>>>>

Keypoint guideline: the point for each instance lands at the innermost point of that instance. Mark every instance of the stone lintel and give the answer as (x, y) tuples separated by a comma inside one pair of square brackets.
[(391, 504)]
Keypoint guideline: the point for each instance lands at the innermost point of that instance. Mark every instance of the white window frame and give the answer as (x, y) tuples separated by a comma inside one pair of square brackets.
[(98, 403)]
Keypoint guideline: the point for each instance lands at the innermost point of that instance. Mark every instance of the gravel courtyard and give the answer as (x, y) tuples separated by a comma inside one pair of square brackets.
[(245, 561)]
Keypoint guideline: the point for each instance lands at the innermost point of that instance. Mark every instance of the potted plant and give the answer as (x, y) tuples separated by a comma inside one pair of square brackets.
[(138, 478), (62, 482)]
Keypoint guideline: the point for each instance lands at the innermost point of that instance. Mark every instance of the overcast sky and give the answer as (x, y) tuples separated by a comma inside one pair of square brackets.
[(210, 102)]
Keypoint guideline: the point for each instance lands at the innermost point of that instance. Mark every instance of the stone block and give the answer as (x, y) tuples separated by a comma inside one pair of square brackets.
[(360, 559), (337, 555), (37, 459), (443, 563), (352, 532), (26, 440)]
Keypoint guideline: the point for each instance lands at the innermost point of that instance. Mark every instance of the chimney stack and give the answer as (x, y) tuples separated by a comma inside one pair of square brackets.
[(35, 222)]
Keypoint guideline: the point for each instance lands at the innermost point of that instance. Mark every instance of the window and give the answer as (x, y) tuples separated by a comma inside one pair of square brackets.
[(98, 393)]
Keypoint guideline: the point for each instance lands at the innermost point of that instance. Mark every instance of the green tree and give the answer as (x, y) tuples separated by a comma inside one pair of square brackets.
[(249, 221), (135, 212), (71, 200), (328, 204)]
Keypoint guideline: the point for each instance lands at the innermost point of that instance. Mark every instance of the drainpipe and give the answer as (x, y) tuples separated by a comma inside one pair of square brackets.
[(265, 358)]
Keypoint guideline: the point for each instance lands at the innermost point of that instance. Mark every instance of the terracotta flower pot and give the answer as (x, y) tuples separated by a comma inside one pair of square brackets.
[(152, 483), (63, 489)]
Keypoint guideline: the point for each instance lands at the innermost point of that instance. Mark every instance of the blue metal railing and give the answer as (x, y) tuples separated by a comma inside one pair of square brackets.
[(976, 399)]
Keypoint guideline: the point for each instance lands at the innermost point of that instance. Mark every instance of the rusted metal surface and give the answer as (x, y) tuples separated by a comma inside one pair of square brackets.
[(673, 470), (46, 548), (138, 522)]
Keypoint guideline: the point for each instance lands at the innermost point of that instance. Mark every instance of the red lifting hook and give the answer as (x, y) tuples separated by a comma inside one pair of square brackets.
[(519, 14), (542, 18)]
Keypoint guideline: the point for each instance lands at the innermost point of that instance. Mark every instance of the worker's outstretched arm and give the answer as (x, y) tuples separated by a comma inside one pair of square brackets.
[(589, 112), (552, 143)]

<<<<

→ GIVEN TASK: Copy out, unchanged, the stretch from the line containing "of the terracotta" through the last line of the items.

→ RESULT OF THE EXERCISE:
Keypoint guideline: the point for each instance lands at the innermost point of that instance. Mark every instance of the terracotta flower pot and give the answer as (x, y) tuples separated by a comma inside one pair of square brackets.
[(152, 483), (63, 489)]
Keypoint guideline: the point for each instance lands at the innermost point of that instance. Mark every instance of the blue metal railing and give the answer as (x, y) tuples separated by a comma inside one pair of square brackets.
[(976, 399)]
Keypoint guideline: the point for each instance lands at the innermost point of that instance. Mark every instance of the rusted metal surface and give the answer as (x, y) tuples separated by a comma inside one pair of square brackets.
[(673, 470), (46, 548), (138, 522)]
Keypoint guideline: the point for each instance lands at the innermost point of that instance. Mark every instance of the red lifting hook and give the answer as (x, y) tuples separated by a comma inside one pair of square brackets.
[(519, 14), (542, 18)]
Keypoint guideline: the point for each instance lands at the innermost point of that instance. Mark every instance of the worker's outstretched arm and give the answer as (x, y) tuples separated by a comma inside one pair of square brackets.
[(589, 112), (552, 143)]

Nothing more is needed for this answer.